== Фрагмент документа ==
Импрессионизм, по мнению Гаузенштейна, принимал периферию за центр, экспрессионизм же хотел центр выдвинуть как периферию. Что хочет сказать Гаузенштейн этой проблематичной, хотя меткой формулой? А вот что: импрессионизм был самым подлинным отрицанием всякой метафизики, это был чистый феноменализм, импрессионизм держался одной только видимости, да и видимость-то не принимал даже за символ объемности или тяжести; он в полном смысле слова держался поверхности, нежно касался ее глазами и устремлялся воспринять с необычайной тонкостью всю игру ее нематериальной световой эпидермы. Таков был подлинный импрессионизм, так сказать, его ортодоксия. Экспрессионизм захотел быть метафизическим, он устремляется прямо к сущности мира, к «богу», предполагая, что какой-то особой интуицией художник может понять скрытую сущность вещей и, так сказать, творчески создать ей, этой сущности, тело и одежду такие, которые не скрывали бы ее как реальность, прячущуюся за пеструю маску мира, а, наоборот, вскрывали бы ее. Но тут-то Гаузенштейн бьет наотмашь, и опять-таки очень метко, этот же экспрессионизм. «Экспрессионизм едва знает, какую истину постигает он в боге и в вещах, он есть конвульсия, одинаково близкая ко Всему и к Ничему». Экспрессионизм, по Гаузенштейну, устремлялся к сверхличному, к объективному, ему казалось, что мир, каким он кажется, слишком субъективен, слишком психологичен. А между тем на самом деле, так как «вещь в себе» им постигнута не может быть, то на место ее, как это всегда бывает с мистиками и метафизиками, он поставил любое свое субъективное измышление. Не связанный внешними нормами природы, он впал поэтому в гораздо больший субъективизм, чем импрессионисты.
Замечу здесь от себя: деформаторы и стилизаторы романской культуры (особенно французские) и к постимпрессионизму подходили не с немецкой философской метафизической глубиной, а с тем же субъективизмом. Тут линия была сравнительно довольно проста. Признание того, что импрессионизм субъективен, что это не портрет мира, а впечатление от него. Отсюда тот, кто получает впечатление, — художник, более интересен, чем то, что дает впечатление, — природа. Почему же не внести ему творчество, почему ему не препарировать этих впечатлений, как ему угодно, меняя краски, меняя формы? Почему ему не создавать мира не под диктовку внешнюю, а под диктовку своего художественного каприза? И замечательно, что самая интересная и глубокая французская школа, выросшая на почве стилизаторства, — пуризм, о котором мы будем специально и, вероятно, много писать, является, при всем своем объективизме, при всем своем тяготении к классицизму, к Рафаэлю, — по существу субъективной, ибо французский пуризм заявляет: «Довольно капризов художника, не каприз, нечто невольное и низшее в человеке, не фантазия, нечто дезорганизованное и хаотическое в нем, а его интеллект, ищущий и устанавливающий законы, его математически правильный, для всех людей общеобязательный идейный фундамент — должен быть руководителем». Природу надо не отражать, говорят пуристы, она для этого слишком хаотична, природу надо не заменять фантазией, фантазия тоже хаотична, природу надо очищать, выделяя заложенное в ней закономерное, правильное, устойчивое, вечное. От этого невольно получится и простота, та действительная простота конструкции, равновесия, убедительности, чистоты, которую настоящий, подлинный культурный человек, по мнению пуристов, только и может, только и должен ценить.

== Исходные данные ==
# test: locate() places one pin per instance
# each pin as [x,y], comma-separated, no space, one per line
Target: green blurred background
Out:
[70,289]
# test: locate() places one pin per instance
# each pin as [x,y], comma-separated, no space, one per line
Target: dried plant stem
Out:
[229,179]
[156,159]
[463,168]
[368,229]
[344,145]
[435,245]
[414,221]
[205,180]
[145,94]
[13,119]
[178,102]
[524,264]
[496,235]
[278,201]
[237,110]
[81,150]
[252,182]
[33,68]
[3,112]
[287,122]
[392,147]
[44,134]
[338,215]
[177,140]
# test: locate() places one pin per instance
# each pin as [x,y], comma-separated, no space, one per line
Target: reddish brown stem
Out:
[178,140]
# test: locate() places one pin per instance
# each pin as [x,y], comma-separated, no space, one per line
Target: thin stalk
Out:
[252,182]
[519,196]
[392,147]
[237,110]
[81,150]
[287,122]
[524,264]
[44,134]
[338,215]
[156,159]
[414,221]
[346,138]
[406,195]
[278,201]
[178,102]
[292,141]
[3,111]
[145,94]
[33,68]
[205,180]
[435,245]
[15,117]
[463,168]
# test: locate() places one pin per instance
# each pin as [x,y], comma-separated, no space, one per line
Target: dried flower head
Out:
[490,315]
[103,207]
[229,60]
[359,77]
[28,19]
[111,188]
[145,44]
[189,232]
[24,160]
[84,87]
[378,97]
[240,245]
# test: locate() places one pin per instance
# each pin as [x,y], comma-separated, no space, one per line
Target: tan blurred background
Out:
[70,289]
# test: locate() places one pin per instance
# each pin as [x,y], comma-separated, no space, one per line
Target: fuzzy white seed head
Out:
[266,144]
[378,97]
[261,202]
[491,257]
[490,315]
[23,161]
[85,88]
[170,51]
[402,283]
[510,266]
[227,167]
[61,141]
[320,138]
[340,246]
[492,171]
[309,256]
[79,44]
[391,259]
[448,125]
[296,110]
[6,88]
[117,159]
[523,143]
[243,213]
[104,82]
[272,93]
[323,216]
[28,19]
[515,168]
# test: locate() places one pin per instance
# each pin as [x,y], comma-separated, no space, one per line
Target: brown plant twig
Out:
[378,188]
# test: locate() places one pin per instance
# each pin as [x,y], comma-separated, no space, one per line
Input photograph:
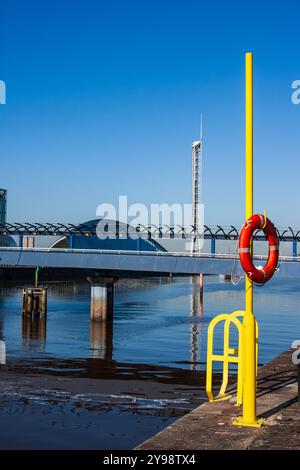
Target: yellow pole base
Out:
[220,398]
[254,424]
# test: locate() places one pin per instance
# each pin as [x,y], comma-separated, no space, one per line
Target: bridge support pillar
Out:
[101,337]
[102,296]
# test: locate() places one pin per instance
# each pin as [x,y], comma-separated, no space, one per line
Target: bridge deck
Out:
[133,261]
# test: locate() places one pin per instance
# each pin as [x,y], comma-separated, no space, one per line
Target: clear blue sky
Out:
[104,98]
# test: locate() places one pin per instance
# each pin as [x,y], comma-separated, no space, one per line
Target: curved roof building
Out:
[106,234]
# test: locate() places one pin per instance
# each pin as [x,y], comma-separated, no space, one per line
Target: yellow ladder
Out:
[230,355]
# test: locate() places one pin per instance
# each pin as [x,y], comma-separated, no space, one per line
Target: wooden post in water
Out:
[34,301]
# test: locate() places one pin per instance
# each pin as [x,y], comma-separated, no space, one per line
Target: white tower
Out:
[196,184]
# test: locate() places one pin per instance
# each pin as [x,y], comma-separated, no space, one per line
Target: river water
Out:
[69,384]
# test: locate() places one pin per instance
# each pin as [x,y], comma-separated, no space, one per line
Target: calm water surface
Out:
[148,366]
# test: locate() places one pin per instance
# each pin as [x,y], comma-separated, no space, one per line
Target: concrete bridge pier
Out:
[102,296]
[101,337]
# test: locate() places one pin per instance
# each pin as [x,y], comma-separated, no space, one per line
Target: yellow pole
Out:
[249,327]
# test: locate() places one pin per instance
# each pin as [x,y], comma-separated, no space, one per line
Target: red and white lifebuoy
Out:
[256,222]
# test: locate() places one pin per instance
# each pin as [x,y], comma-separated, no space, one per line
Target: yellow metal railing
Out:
[230,355]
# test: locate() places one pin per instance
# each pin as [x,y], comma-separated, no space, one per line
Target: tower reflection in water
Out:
[196,310]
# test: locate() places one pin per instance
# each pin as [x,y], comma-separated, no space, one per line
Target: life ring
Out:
[256,222]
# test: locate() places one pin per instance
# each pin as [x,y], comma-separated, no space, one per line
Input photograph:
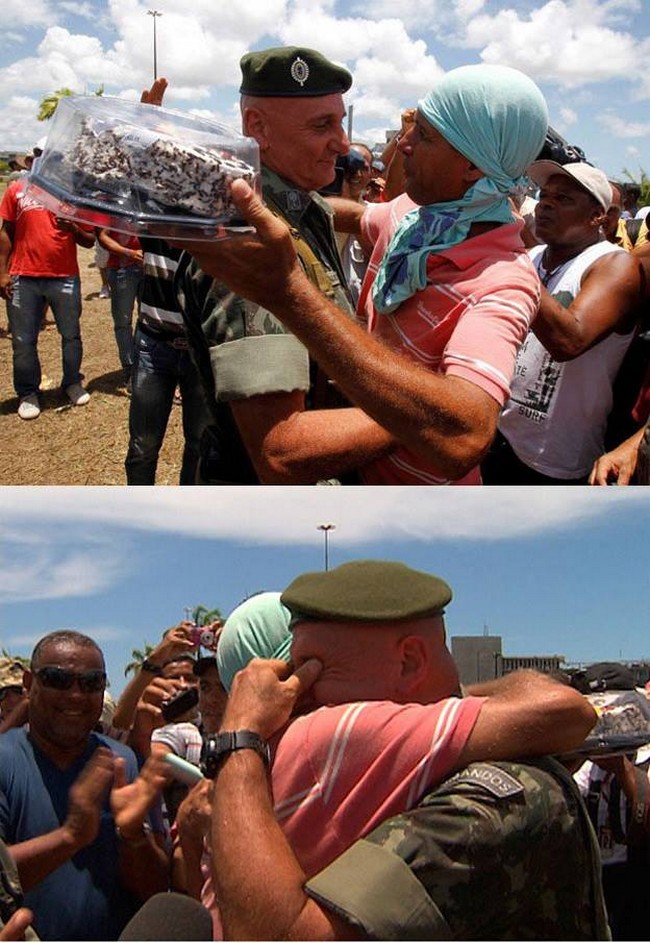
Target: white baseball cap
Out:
[589,178]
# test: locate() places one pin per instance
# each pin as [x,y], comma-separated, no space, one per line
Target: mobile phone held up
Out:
[179,704]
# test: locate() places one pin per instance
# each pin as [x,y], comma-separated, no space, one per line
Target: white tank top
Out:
[556,416]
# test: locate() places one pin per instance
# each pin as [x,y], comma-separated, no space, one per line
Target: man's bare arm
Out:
[290,445]
[447,420]
[347,214]
[248,845]
[618,465]
[527,714]
[6,246]
[608,301]
[37,857]
[143,861]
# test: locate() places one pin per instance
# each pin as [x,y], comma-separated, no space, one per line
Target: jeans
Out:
[157,369]
[125,284]
[29,296]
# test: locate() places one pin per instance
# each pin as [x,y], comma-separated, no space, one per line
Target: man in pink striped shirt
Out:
[362,633]
[450,293]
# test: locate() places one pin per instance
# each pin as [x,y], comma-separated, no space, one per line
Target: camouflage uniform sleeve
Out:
[249,350]
[503,851]
[373,888]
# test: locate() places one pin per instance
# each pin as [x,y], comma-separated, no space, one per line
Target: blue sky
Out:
[553,571]
[589,56]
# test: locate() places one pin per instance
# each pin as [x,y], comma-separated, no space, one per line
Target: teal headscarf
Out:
[497,118]
[257,628]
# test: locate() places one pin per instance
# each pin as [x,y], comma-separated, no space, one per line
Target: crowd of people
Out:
[422,327]
[318,772]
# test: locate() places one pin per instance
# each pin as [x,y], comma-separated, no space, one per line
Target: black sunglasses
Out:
[10,689]
[60,679]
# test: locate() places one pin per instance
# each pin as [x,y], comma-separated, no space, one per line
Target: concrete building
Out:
[480,658]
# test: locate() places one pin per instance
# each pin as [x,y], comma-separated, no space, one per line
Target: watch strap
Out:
[231,740]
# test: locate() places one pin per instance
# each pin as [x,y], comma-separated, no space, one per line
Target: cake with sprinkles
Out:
[177,176]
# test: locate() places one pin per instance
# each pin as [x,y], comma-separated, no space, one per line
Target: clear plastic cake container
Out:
[142,169]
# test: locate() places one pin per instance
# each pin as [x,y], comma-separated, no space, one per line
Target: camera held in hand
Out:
[346,166]
[202,635]
[179,704]
[556,148]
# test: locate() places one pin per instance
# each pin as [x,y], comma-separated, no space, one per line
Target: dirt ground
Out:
[83,445]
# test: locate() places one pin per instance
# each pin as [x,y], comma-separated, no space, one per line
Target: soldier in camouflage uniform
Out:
[500,850]
[257,376]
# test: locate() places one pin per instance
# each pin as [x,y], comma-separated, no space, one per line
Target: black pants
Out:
[626,896]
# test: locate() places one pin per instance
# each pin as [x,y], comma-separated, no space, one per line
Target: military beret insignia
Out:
[299,71]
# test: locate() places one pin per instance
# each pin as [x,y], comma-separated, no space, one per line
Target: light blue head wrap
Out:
[497,118]
[257,628]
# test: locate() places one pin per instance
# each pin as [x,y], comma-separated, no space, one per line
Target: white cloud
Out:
[565,43]
[361,515]
[568,116]
[614,124]
[44,565]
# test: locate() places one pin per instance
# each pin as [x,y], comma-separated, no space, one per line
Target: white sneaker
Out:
[77,395]
[29,407]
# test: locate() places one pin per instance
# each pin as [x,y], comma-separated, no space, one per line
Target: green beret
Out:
[366,591]
[291,72]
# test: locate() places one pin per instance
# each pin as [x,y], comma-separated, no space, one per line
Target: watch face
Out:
[220,745]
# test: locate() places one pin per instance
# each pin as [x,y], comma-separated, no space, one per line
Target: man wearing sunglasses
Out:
[72,806]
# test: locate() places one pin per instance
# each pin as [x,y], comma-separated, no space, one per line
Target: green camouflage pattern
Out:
[505,851]
[213,315]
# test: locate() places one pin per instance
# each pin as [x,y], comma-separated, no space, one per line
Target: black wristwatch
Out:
[219,745]
[149,666]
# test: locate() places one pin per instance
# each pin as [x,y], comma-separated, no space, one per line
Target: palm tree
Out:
[19,658]
[204,616]
[50,103]
[138,656]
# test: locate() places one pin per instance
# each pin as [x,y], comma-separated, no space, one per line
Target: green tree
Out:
[138,655]
[201,615]
[19,658]
[50,103]
[643,183]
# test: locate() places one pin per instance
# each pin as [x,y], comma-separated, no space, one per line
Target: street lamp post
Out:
[155,14]
[326,528]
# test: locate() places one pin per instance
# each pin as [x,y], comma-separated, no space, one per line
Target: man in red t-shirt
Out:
[38,267]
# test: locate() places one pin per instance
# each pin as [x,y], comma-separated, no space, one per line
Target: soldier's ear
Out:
[254,125]
[414,664]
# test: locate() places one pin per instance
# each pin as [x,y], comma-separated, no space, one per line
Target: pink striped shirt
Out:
[340,771]
[469,322]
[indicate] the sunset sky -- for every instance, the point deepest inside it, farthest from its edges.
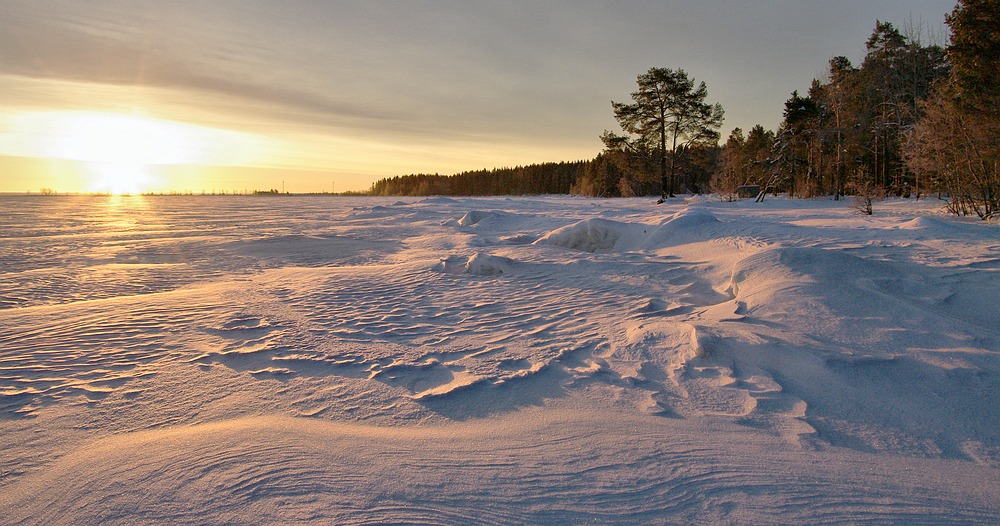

== Рабочее задание ==
Что, согласно фрагменту документа, пуристы предлагают делать с природой?

== Письменное решение ==
Природу надо очищать, выделяя заложенное в ней закономерное, правильное, устойчивое, вечное.